**Object location annotation data**
-.-.-

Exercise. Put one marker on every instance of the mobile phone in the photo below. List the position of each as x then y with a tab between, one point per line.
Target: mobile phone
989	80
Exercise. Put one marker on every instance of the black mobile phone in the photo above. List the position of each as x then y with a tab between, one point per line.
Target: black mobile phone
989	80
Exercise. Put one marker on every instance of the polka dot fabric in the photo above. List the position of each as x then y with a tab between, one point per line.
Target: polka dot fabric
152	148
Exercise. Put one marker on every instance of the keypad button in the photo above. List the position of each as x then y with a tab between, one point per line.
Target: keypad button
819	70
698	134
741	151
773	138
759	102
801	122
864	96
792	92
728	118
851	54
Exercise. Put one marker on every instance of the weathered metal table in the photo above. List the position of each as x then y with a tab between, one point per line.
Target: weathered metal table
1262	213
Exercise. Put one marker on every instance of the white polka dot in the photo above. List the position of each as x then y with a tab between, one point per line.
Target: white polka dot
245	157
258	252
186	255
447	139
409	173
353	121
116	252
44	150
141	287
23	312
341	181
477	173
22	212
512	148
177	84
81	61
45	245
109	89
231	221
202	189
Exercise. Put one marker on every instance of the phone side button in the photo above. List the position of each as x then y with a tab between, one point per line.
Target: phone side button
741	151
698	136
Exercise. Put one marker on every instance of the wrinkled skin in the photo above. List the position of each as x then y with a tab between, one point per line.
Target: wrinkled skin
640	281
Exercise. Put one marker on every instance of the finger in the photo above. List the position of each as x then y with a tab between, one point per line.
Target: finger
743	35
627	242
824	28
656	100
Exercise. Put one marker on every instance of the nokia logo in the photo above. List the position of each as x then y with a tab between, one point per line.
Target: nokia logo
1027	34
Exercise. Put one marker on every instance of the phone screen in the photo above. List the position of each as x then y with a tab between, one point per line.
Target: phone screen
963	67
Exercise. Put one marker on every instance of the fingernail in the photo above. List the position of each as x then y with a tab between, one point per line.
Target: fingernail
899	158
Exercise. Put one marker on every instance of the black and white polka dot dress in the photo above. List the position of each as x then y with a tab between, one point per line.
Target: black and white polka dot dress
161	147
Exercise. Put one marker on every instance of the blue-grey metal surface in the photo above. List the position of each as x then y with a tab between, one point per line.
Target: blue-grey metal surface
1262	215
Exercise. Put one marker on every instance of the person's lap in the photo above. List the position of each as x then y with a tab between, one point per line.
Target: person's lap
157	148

-.-.-

**JOB**
Reproduce the records from the line that contains "Exercise. Put one marker on every instance of the person's" through the end of the records, requests included. Scale every answer coordinate by 1.85 and round each result to a whole number, with halves rounded up.

**RESPONSE TO THIS TASK**
Exercise. Put one marker on every instance of the person's lap in the photo above. List the position of each as x then y with a tab between, one point per line.
Target: person's lap
290	274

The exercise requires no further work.